Testo da leggere
★ ★ ★ ★
Violenza, colpi di scena, sesso e disagio: siamo già nel pulp, ma ci torneremo un’altra volta, in un altro post.
Un consiglio di Maxwell Perkins
Siamo nel 1931 quando, grazie a un anticipo di trecento dollari avuto dalla prestigiosa casa editrice Scribner’s, viene pubblicato “American Earth” – mai tradotto in Italia – una raccolta di racconti in cui Caldwell descrive le durissime condizioni dei lavoratori degli stati meridionali degli Stati Uniti e del Maine così come i linciaggi subìti dalla popolazione nera. Sono racconti nuovi e in parte già pubblicati su piccole riviste letterarie, curati e pubblicati grazie al leggendario editor della Scribner’s Maxwell Perkins – per chi non lo conoscesse, uno che ha scoperto e lanciato le opere prime di Fitzgerald e Hemingway, per dirne solo due.
È stato Perkins il primo a pubblicargli sulla selettiva “Scribner’s Magazine”, e a pagargli cospicuamente, due racconti, dopo che Caldwell gliene aveva spediti più di cento, tutti rifiutati.
“American Earth” riceve una buona accoglienza dalla critica e è ancora Maxwell Perkins a consigliare a Caldwell di scrivere un libro sul Sud rurale, un ambiente che conosceva bene fin da quando era un bambino.
Perché suo padre, Ira Sylvester Caldwell, era un predicatore della Chiesa presbiteriana riformata che si spostava di parrocchia in parrocchia, visitando le famiglie delle campagne sabbiose delle Sandhills. Contadini che sopravvivevano coltivando tabacco e cotone. Lui e la moglie – Caroline Preston Bell, insegnante di latino e inglese che mal sopportava quell’ambiente chiuso e isolato tanto da non mandare il figlio a scuola e facendogli lezione lei stessa – dopo molti trasferimenti negli stati del Sud, alla fine si erano trasferiti nella contea di Jefferson.
Nei suoi viaggi nelle fattorie tra Keysville e Wrens – dove la famiglia Caldwell si era stabilita – il giovanissimo Erskine accompagnava suo padre, vedendo con i suoi occhi le tremende condizioni in cui vivevano i piccoli agricoltori, bianchi e neri, della Georgia orientale.
★ ★ ★ ★
Dati forniti
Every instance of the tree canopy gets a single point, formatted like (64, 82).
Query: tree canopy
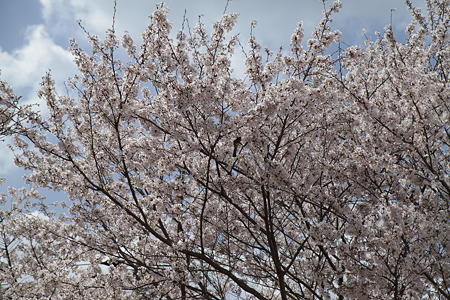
(322, 174)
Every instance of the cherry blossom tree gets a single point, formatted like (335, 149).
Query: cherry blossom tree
(323, 174)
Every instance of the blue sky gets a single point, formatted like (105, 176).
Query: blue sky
(34, 34)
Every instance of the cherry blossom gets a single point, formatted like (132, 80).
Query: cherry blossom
(323, 174)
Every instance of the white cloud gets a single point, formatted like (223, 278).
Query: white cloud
(24, 68)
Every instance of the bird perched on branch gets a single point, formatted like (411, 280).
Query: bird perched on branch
(236, 143)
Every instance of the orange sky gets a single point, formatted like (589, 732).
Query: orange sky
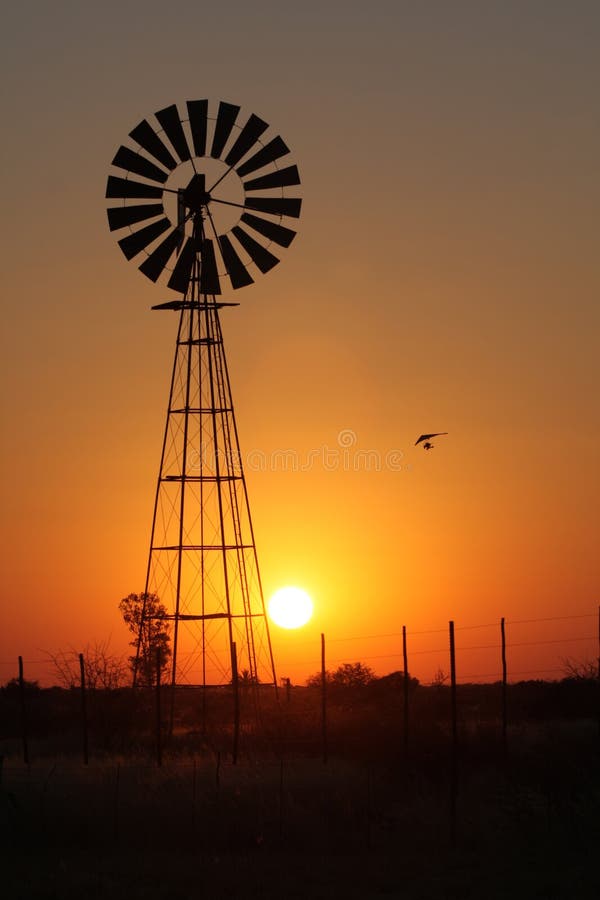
(445, 277)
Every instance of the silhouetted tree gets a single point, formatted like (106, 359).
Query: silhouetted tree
(146, 618)
(103, 669)
(348, 675)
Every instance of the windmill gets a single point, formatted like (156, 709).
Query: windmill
(200, 201)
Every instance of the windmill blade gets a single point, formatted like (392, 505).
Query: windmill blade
(180, 279)
(170, 121)
(137, 241)
(160, 256)
(133, 162)
(124, 188)
(262, 257)
(226, 117)
(198, 115)
(147, 138)
(121, 216)
(272, 230)
(209, 275)
(277, 206)
(246, 139)
(269, 153)
(235, 267)
(280, 178)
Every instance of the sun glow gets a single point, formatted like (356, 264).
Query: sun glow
(290, 607)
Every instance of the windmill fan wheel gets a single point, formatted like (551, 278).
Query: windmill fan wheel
(203, 197)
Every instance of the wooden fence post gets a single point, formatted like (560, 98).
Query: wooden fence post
(84, 723)
(323, 700)
(158, 711)
(236, 703)
(23, 713)
(405, 688)
(454, 750)
(504, 689)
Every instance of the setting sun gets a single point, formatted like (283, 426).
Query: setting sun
(290, 607)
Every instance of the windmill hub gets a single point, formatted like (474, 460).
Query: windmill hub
(195, 195)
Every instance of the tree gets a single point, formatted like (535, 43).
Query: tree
(581, 669)
(103, 670)
(146, 618)
(348, 675)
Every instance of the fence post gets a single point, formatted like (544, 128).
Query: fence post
(504, 689)
(598, 671)
(405, 688)
(323, 699)
(158, 711)
(454, 750)
(83, 709)
(236, 703)
(23, 713)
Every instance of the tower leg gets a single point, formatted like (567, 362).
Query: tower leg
(202, 563)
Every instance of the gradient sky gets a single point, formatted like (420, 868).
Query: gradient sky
(445, 277)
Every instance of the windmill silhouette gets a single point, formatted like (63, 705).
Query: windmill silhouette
(213, 204)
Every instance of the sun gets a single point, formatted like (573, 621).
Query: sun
(290, 607)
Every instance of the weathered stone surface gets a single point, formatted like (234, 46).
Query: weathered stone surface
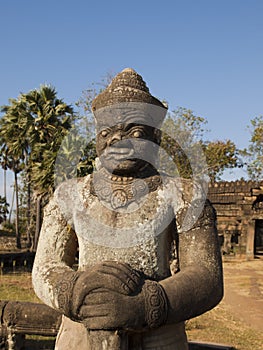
(149, 256)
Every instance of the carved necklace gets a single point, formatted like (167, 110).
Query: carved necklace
(121, 191)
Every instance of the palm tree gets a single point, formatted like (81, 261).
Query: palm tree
(32, 127)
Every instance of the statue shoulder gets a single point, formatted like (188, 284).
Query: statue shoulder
(69, 194)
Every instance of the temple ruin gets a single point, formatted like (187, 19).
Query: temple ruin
(239, 206)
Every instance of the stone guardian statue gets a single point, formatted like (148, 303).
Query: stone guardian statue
(149, 256)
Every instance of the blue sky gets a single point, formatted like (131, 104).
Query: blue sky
(200, 54)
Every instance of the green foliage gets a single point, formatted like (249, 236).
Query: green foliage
(191, 155)
(3, 209)
(254, 154)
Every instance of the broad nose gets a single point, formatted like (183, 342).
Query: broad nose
(116, 137)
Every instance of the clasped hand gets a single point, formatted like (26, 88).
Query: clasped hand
(109, 296)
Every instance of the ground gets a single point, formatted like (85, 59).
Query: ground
(244, 291)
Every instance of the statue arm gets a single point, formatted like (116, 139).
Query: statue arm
(52, 272)
(198, 286)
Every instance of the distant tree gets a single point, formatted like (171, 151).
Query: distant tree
(32, 124)
(190, 154)
(253, 155)
(3, 209)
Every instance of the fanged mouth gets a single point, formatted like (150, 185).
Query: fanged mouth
(119, 153)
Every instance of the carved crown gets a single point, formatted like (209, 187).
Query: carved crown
(127, 86)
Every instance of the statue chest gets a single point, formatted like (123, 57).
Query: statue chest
(140, 234)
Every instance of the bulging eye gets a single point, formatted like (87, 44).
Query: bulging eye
(137, 134)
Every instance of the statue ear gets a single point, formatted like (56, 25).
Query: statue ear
(157, 136)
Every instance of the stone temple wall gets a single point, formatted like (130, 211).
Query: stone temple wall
(239, 207)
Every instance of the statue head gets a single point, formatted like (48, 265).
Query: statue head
(128, 120)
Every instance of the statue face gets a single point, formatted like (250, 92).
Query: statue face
(126, 148)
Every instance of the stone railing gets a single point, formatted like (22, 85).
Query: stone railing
(19, 319)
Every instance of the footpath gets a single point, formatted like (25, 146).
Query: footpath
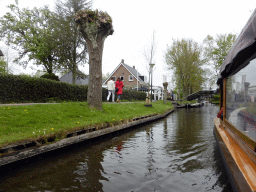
(27, 149)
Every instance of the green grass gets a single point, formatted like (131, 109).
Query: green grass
(33, 122)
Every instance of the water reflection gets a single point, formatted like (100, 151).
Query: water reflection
(177, 153)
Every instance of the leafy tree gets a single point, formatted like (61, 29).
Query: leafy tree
(216, 50)
(95, 26)
(73, 50)
(33, 34)
(184, 58)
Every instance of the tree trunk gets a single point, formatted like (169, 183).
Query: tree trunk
(94, 96)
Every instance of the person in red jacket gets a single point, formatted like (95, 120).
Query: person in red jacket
(119, 85)
(220, 114)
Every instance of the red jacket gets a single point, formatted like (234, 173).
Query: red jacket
(119, 85)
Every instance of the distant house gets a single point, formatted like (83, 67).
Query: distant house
(129, 75)
(81, 79)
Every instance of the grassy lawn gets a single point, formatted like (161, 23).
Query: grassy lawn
(32, 122)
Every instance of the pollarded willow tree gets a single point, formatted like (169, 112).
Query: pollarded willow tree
(95, 27)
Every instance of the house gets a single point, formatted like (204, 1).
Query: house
(81, 78)
(129, 75)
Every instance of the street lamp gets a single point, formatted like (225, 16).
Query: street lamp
(151, 71)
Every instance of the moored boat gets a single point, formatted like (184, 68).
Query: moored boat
(235, 129)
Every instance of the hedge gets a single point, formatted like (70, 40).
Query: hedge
(20, 89)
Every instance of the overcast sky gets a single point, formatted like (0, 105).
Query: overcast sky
(135, 20)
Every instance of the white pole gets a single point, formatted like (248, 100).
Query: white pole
(137, 79)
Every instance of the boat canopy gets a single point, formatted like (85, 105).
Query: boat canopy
(242, 51)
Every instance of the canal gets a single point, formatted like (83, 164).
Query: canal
(177, 153)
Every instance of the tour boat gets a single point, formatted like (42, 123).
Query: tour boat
(235, 129)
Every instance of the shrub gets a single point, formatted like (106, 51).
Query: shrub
(20, 89)
(51, 76)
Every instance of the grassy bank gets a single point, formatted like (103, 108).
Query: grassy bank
(33, 122)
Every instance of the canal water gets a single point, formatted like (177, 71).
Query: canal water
(175, 154)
★ ★ ★ ★
Istruzioni di lavoro
1. Indica se ciascuna delle seguenti affermazioni concorda con il testo su Caldwell, rispondendo sì o no e citando testualmente le parole del testo che lo stabiliscono: (a) "American Earth" è stato tradotto in Italia; (b) Perkins pubblicò due racconti di Caldwell su "Scribner's Magazine" dopo averne ricevuti oltre cento; (c) la madre di Caldwell insegnava latino e inglese.
2. Restituisci tutte le righe dei dati che contengono la parola "person", distinguendo tra maiuscole e minuscole.

Soluzioni
1.
(a) No: "mai tradotto in Italia".
(b) Sì: "dopo che Caldwell gliene aveva spediti più di cento, tutti rifiutati".
(c) Sì: "Caroline Preston Bell, insegnante di latino e inglese".

2.
Every instance of the person in red jacket gets a single point, formatted like (95, 120).
Query: person in red jacket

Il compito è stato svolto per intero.